TL;DR: Python is the best language for quantitative scripting (because of its libraries). But it’s a trap. Almost all programmers and libraries require Python 2 when Python 3 is out and way better. Choosing to use an old language for new project traps us into supporting old languages, libraries and platforms. And that’s not smart. The intent of this post is to point out this odd stagnation and encourage the migration and adoption of Python 3, or, as it has happened in the past, we’ll have to look elsewhere for a solution.
Over the past few weeks, I have been looking at switching to the Python programming language for quantitative analytics development at work. On the surface, Python looks perfect for this - it has the best quantitative libraries (e.g. numpy, scipy and pandas), it is the language taught in finance schools and it is a beautiful, fast and reliable scripting language to work with.
It's a Trap!
In my research I felt there was something wrong with the picture I was seeing, something on the periphery in the corner of my eye. And then I saw it: The stats on Python 2.7 usage and compatibility vs Python 3.3 usage and compatibility make no sense.
As a non-pythonista, my expectation was that after five years, Python 3.x would be the most used and most compatible platform. After 5 years, all libraries should have moved over, all new code should be written in it, all new technologies compatible with it. The reality is that less than 2%1 of all work is done in Python 3 even after 5 years! Python 2 is still 98% of the game. WTF?
That’s where the trap lies.
An old language stagnates, increases support burden and cost, and slows growth. People sticking with old languages are forced to use old libraries, old tools and run on old platforms. The reason languages update is to make them better, faster and to eliminate bad language design decisions. Picking an old platform for a new project traps you into long term support and maintenance of that old platform. That’s the trap.
All this has happened before. All this will happen again.
We’ve been there before. Back in the early 2000’s, I was a Perl programmer. Perl was the scripting language at the time, the one with the best libraries (see CPAN), the one with the latest tools and the best compatibility. But as the naughts progressed, Perl started to stagnate as a language. First, they started talking about a non-compatible Perl 6 that never happened, and then the community left for Ruby and Python because they were happening. Perl, it’s ecosystem and its community stagnated. 10 years later, Perl 5 is still with us. But I believed then that sticking with Perl beyond the middle 2000’s would have been a bad idea. And it was for those who stayed.
Back then, the Python 2 community and ecosystem was dynamic and growing, as was the Ruby one. Back then, I chose Ruby over Python by a hair, and it was a great decision for me. Since I started with Ruby, it has gone through three revisions (1.8, 1.9 and now 2.0) and the libraries and community have grown with it. Even when an incompatible version, 1.9, came out, the speed at which the community adopted it was tremendous. Ruby 2.1 came out a few days ago and already way more than 2% of the community is using it.

> **Requirement A**
Retype the passage of the Python 3 adoption post that begins at the words "Over the past" and ends after "It's a Trap!".

> **Listing**
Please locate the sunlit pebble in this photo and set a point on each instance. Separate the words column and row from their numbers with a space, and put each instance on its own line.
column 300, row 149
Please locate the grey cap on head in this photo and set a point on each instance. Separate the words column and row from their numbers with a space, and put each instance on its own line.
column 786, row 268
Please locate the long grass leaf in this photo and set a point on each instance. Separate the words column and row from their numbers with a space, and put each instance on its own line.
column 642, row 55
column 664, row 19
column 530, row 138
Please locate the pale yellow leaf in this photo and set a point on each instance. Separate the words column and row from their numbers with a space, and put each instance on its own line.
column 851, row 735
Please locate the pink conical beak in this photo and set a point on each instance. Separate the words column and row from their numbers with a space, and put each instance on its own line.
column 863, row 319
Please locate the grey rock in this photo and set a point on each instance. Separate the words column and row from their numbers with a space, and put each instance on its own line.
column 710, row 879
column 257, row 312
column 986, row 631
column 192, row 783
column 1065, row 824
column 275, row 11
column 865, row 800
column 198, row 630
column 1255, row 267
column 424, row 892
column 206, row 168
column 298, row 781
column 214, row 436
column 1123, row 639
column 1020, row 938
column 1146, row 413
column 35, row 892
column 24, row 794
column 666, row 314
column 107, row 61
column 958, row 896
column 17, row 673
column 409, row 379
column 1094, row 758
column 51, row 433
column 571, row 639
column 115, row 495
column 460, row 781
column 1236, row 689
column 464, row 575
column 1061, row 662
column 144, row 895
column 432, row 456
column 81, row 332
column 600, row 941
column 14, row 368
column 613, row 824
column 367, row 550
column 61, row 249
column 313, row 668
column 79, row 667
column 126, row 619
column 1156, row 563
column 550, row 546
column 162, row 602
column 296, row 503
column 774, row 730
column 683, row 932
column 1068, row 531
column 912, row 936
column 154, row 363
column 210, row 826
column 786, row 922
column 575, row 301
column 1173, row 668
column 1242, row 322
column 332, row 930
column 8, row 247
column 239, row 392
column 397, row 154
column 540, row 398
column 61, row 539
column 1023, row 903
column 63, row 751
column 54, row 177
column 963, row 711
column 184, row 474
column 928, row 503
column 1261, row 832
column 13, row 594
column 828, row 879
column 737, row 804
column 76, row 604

> **Requirement B**
Lay out the records from the line that contains "Please locate the grey rock" through the line that contains "column 424, row 892" as a two-column CSV with the columns request and answer. Give one row per request, put each field in quotes, and replace line breaks with spaces.

> **Exercise response A**
Over the past few weeks, I have been looking at switching to the Python programming language for quantitative analytics development at work. On the surface, Python looks perfect for this - it has the best quantitative libraries (e.g. numpy, scipy and pandas), it is the language taught in finance schools and it is a beautiful, fast and reliable scripting language to work with.
It's a Trap!

> **Exercise response B**
request,answer
"Please locate the grey rock in this photo and set a point on each instance. Separate the words column and row from their numbers with a space, and put each instance on its own line.","column 710, row 879 column 257, row 312 column 986, row 631 column 192, row 783 column 1065, row 824 column 275, row 11 column 865, row 800 column 198, row 630 column 1255, row 267 column 424, row 892"